*** Excerpted records ***

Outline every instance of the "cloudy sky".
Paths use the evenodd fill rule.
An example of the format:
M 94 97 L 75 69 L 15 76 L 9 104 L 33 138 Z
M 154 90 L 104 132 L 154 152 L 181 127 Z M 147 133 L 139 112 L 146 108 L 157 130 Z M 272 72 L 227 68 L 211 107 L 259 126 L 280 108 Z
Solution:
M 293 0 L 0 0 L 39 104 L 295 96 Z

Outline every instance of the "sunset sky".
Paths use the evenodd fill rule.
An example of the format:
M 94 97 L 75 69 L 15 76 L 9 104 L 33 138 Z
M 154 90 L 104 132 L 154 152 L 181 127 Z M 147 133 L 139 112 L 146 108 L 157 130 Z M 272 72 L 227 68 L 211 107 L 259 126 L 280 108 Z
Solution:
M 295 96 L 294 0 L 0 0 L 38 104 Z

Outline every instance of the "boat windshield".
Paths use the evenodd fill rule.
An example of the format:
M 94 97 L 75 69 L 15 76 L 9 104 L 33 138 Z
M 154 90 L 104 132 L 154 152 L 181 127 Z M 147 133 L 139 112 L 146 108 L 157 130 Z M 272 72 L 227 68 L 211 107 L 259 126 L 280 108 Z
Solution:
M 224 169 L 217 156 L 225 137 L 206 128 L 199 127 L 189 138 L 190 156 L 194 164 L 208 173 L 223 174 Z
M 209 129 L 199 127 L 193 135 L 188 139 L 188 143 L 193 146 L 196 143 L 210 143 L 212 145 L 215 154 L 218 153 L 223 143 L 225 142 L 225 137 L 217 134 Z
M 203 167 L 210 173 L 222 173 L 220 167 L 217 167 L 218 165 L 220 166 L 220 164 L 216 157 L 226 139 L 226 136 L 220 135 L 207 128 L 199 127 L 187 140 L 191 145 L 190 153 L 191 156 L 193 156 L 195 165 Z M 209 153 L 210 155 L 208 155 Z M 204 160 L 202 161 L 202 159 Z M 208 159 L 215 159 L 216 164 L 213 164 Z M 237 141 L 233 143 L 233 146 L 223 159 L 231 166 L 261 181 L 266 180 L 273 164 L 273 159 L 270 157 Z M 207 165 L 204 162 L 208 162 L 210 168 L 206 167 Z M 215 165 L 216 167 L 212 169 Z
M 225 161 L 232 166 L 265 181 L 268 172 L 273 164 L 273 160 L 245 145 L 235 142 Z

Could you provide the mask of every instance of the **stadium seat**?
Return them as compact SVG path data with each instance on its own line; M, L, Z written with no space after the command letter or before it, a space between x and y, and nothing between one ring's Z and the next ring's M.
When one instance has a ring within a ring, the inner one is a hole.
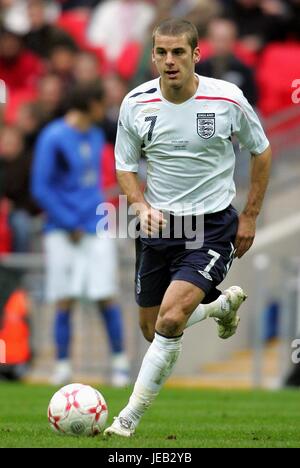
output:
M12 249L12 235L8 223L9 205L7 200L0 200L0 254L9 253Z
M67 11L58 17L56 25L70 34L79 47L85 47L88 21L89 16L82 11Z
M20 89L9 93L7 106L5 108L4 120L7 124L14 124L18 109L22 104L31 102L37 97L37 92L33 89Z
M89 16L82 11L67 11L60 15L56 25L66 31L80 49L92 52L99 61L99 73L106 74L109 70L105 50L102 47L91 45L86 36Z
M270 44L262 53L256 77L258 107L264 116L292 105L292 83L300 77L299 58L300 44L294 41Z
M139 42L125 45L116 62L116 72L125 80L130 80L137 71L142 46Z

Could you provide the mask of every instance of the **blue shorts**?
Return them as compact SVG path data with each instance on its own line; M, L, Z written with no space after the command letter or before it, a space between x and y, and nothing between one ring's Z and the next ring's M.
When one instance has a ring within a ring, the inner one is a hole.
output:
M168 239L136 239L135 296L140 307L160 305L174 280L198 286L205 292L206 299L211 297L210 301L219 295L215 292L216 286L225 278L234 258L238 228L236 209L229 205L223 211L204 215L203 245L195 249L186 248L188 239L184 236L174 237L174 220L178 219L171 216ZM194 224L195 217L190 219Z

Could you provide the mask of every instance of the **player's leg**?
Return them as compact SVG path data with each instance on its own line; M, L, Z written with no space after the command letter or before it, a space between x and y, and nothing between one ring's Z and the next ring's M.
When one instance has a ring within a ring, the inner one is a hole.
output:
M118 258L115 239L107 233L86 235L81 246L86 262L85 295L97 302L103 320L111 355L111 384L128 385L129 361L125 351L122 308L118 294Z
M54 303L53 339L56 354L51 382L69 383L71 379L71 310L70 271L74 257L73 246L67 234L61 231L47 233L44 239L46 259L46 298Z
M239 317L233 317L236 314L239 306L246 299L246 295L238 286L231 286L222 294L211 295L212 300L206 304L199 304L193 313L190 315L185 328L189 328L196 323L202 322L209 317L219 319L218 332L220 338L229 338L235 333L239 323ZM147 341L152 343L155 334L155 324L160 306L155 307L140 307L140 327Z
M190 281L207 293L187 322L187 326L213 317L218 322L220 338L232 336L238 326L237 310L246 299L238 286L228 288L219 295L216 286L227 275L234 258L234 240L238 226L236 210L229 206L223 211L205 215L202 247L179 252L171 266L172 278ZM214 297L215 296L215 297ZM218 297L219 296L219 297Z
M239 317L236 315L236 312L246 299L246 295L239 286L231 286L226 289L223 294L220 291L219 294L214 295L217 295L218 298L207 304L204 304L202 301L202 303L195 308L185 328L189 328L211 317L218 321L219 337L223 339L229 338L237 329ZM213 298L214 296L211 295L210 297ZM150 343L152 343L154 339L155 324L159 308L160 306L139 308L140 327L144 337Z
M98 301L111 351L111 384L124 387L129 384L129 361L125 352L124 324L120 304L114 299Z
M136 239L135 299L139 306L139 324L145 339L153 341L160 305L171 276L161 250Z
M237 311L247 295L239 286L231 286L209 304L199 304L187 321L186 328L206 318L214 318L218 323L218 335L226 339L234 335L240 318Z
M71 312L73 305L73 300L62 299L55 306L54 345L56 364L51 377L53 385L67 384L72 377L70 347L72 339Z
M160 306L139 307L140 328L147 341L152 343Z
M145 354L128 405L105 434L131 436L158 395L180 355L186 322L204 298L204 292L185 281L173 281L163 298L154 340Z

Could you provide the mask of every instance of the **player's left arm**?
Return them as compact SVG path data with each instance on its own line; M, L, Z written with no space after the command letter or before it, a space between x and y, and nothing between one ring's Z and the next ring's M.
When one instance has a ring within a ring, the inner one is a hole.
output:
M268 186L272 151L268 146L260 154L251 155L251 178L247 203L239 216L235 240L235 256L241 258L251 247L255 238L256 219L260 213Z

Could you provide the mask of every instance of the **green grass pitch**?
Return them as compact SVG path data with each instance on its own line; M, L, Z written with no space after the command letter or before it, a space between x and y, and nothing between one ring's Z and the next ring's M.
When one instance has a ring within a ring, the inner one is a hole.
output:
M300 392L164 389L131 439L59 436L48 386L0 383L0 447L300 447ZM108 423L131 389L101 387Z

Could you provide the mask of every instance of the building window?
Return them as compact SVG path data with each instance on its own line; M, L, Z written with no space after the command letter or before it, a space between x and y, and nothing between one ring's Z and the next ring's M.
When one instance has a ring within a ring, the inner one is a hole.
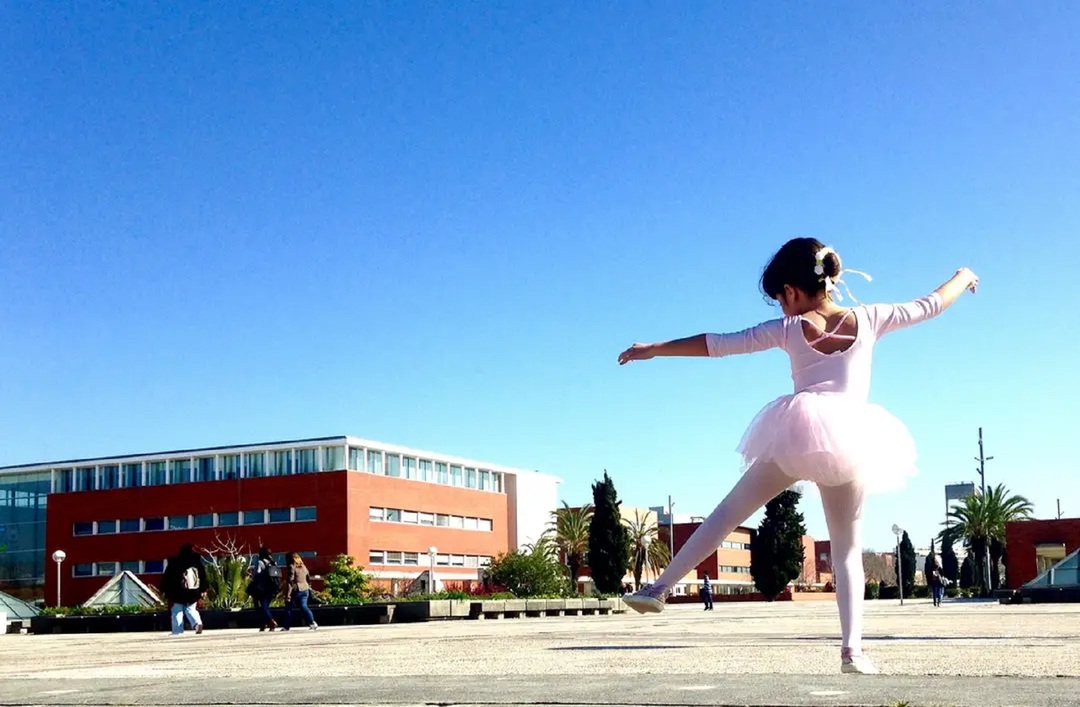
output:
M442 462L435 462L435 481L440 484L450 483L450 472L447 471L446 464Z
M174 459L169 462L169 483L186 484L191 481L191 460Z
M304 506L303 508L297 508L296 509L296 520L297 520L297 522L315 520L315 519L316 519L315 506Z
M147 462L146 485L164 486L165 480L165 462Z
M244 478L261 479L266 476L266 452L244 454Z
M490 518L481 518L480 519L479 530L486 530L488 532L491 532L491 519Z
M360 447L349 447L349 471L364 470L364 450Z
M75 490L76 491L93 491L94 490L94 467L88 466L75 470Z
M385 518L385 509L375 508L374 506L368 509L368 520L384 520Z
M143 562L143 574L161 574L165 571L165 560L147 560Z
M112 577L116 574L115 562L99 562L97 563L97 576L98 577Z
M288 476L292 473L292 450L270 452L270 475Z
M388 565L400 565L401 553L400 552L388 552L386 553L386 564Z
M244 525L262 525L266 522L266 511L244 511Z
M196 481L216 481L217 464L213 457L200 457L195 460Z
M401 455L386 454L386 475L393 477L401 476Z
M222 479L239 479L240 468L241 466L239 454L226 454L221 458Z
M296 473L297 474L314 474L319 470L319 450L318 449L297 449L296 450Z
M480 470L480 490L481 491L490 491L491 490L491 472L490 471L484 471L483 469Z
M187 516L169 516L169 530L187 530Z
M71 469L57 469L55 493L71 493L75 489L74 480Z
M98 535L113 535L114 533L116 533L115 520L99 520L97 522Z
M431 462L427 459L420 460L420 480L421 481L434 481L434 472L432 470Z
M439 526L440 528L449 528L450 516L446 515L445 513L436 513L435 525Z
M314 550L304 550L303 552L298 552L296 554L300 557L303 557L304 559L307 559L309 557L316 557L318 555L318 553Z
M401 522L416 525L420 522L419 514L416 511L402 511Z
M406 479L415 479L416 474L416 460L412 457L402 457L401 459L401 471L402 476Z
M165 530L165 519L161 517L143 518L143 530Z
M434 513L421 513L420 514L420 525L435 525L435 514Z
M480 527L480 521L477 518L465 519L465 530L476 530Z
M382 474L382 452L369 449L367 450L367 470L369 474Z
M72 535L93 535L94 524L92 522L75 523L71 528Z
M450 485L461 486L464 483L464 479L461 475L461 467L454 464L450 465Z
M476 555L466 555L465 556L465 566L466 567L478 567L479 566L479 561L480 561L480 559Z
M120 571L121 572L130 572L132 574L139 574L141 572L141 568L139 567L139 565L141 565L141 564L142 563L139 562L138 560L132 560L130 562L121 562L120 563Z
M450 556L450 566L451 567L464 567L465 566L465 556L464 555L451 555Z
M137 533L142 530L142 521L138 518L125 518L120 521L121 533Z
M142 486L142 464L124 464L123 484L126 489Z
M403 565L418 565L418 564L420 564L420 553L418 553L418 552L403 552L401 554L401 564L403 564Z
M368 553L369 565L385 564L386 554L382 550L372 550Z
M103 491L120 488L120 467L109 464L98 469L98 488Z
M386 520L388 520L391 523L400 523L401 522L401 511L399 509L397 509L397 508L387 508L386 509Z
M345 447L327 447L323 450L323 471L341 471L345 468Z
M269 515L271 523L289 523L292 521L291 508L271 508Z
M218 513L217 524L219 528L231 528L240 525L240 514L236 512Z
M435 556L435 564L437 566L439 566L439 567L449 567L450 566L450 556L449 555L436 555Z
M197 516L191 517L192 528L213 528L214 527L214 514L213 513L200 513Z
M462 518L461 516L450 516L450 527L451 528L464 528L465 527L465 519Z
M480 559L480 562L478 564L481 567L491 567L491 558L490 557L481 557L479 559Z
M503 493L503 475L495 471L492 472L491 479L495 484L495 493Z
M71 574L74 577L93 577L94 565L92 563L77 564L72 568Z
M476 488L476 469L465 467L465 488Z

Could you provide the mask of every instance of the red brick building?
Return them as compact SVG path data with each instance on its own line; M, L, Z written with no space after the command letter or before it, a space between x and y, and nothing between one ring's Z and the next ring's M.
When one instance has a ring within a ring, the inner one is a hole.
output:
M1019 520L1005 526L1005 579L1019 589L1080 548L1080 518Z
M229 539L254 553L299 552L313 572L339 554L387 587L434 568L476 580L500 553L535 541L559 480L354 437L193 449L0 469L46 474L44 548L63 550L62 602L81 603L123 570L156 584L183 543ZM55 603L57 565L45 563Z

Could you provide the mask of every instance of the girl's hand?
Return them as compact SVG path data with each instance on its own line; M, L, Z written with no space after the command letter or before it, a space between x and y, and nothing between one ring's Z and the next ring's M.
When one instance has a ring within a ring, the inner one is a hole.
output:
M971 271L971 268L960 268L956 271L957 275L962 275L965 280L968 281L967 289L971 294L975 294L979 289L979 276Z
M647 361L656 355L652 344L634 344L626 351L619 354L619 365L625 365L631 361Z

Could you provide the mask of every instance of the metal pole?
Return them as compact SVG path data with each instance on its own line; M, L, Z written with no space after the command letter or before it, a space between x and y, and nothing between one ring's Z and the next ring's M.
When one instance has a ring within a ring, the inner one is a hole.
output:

*** End of Excerpted records ***

Goal of the exercise:
The lines to return are those holding the string "building" anywhere in the listing above.

Exercise result:
Could you provide the mask of every instance of the building window?
Could you provide the mask of every instance of the red brick building?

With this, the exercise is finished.